▶ WHAT TO WORK ON
[A] In the forum thread about Hajomaylandi, which group does Ad Konings 4th Edition assign Metriaclima hajomaylandi to?
[B] Proceed with the forum thread about Hajomaylandi, picking up right after its final sentence.

▶ EXCERPT TO READ
++++++++++++++++++++

# Hajomaylandi !!!!



## Kaosone (Jun 29, 2009)

A breeder I am looking to get my Mbuna's from has recently lost his Acei due to a problem with a heater & I've seen he has some Hajomaylandi on his stock list.

As far a typing "Hajomaylandi" into google images this turned up "Metriaclima hajomaylandi", Does anyone know anything about this fish (size temperment etc) as there not listed on teh profile section?










Thanks.
Stuart


----------



## GaFishMan1181 (Dec 17, 2008)

if it is a metriaclima then it has a good chance of having similar aggression levels as any of the zebras. dont know anything about this one though but it does look alot like a red zebra x callainos x kenyi. and if it acts anything like what it looks like then i would say very aggressive.

100% total guess though.


----------



## DJRansome (Oct 29, 2005)

Ad Konings 4th Edition assigns the metriaclima hajomaylandi to the aurora group so maybe the aurora profile would be helpful. Dimorphic with brown-beige females, but the females do have bright yellow fins.

++++++++++++++++++++

▶ Data items
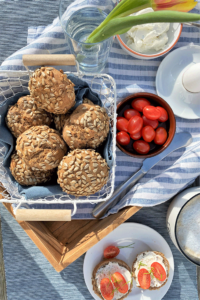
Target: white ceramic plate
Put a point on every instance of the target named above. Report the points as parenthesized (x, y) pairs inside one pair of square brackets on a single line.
[(169, 82), (144, 238), (173, 35)]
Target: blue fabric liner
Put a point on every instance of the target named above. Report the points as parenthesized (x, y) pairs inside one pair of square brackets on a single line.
[(82, 90)]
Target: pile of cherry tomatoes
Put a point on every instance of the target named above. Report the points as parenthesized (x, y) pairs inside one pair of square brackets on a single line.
[(140, 124)]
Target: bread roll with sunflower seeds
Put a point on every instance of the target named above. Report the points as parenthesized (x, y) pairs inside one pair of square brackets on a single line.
[(41, 147), (87, 127), (59, 121), (24, 175), (86, 100), (82, 172), (52, 90), (25, 114)]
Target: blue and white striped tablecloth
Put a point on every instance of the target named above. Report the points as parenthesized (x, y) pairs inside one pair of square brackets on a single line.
[(131, 75)]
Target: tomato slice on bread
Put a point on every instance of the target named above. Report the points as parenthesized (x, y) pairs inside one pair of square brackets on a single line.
[(144, 279), (119, 282), (107, 289), (111, 251), (158, 271)]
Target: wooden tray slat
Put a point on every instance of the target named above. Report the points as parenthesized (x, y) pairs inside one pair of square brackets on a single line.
[(63, 242)]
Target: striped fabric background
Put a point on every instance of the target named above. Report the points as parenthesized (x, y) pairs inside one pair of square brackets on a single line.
[(131, 75)]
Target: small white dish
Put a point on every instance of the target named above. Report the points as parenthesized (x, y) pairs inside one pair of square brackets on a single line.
[(173, 35), (144, 238), (169, 82)]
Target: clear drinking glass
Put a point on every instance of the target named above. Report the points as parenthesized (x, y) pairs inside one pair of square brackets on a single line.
[(78, 19)]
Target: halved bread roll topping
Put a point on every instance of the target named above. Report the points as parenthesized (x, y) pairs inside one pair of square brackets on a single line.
[(150, 270), (118, 276), (107, 289)]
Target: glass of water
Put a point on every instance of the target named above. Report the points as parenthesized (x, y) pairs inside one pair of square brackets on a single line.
[(78, 19)]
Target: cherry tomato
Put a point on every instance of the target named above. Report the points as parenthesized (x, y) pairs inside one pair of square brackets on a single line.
[(129, 113), (140, 103), (152, 123), (120, 282), (164, 114), (158, 271), (135, 124), (151, 112), (144, 279), (148, 133), (107, 289), (122, 124), (123, 138), (141, 147), (137, 135), (111, 251), (161, 136)]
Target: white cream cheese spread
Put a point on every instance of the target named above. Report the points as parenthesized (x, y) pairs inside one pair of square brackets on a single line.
[(144, 261), (107, 271), (152, 36)]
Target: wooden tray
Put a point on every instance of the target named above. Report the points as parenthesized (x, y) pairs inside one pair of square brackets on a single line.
[(63, 242)]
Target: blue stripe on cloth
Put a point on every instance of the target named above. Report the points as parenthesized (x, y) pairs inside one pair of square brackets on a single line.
[(132, 75)]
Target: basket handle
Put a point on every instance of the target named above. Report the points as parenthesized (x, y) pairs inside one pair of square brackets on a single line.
[(43, 215), (49, 59)]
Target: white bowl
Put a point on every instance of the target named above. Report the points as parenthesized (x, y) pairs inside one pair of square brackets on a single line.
[(173, 35)]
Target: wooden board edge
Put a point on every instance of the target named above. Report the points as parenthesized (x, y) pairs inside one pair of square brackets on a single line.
[(112, 221)]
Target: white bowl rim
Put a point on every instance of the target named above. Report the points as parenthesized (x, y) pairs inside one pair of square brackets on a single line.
[(151, 55)]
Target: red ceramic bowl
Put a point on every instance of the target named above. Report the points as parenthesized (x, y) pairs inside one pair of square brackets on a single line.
[(169, 125)]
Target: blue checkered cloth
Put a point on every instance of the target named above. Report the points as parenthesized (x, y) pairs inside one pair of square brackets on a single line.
[(132, 75)]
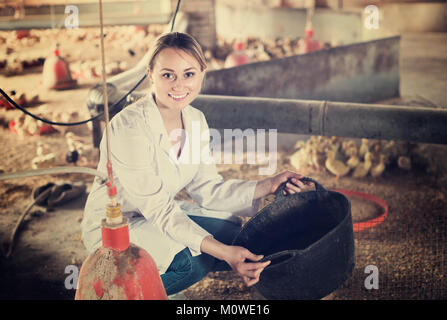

++++++++++++++++++++

▶ EXERCISE RESPONSES
[A] The aurora group.

[B]
----------



## noki (Jun 13, 2003)

yes, similar to Aurora or somewhat similar to Metriaclima zebra types. Gets about the same size, kept the same way. Sure, can show aggressive behavior like most Mbuna. Mbuna can typically be aggressive, but are not impossible. Should have a 4 foot long tank or more. A large male can probably get to 6" long. Females are duller but can be yellowish. The yellow on the head gets intense with dominance while the body is light blue, a rather unique color sceme for a Mbuna.

used to be sold as Pseudotropheus greberi which is a trade name, not a real scientific name.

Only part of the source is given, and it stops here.